● **Testo scelto**:
⁂

Orgosolo, 28 nov 09 (La Nuova Sardegna) - È la lenta e dolorosa agonia di un sogno. Il crepuscolo di un progetto che, se condiviso politicamente e sostenuto con risorse adeguate, avrebbe contribuito a modificare profondamente la vita di quell'area economica e culturale che viene chiamata convenzionalmente, con un'espressione indefinita e onnicomprensiva, "zone interne". Di Rinascita 70, del modello di lavoro che questa società cooperativa cominciò a proporre in anni bui e difficili, nei quali le ciminiere di Ottana erano una speranza, ma anche un'incognita dopo il crollo dell'impero di Rovelli, si è quasi persa la memoria. Sta infatti lentamente svanendo il ricordo e il senso di un'esperienza straordinaria che pure fu punto di riferimento di un piano strategico della Cgil, che puntava a una modernizzazione del sistema agro-pastorale in Sardegna. Il progetto era quello di intaccare i tenaci legami con il passato e vincere le resistenze al cambiamento rappresentate da un'economia elementare, ma robusta e fortemente radicata, che ruotava intorno alla centralità della pecora.
Un patto politico. Oggi la protesta di Orgosolo sembra perdersi, anonimamente, nella mappa di una disperazione diffusa in tutto il Paese, nella quale svaniscono le differenze. Tra industria e pastorizia, tra agricoltura e terziario. Sembra infatti prevalere il vuoto, un'indistinto sentimento di angoscia e di rabbia, che inghiotte un'umanità che si muove con difficoltà nella palude delle incertezze e dell'assenza di prospettive. Eppure, dietro quei venti operai che, chiusi nel municipio di Orgosolo, chiedono venga onorato un patto politico sul quale si gioca il loro destino c'è una storia lunga e difficile che merita di essere ricordata e perciò rispettata.

⁂

● **Dati registrati**:
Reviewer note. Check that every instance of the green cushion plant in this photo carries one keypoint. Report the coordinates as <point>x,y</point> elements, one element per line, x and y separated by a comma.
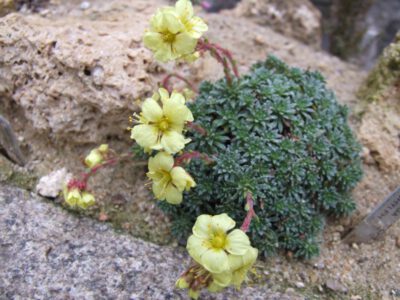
<point>278,133</point>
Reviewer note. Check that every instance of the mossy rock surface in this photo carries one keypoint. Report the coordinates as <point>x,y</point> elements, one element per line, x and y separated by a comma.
<point>279,134</point>
<point>384,75</point>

⁂

● **Breve esercizio**: Nel testo scelto, quali settori economici compaiono nella frase che comincia con «Tra industria»? Elencali tutti.

● **Soluzione**: Industria, pastorizia, agricoltura, terziario.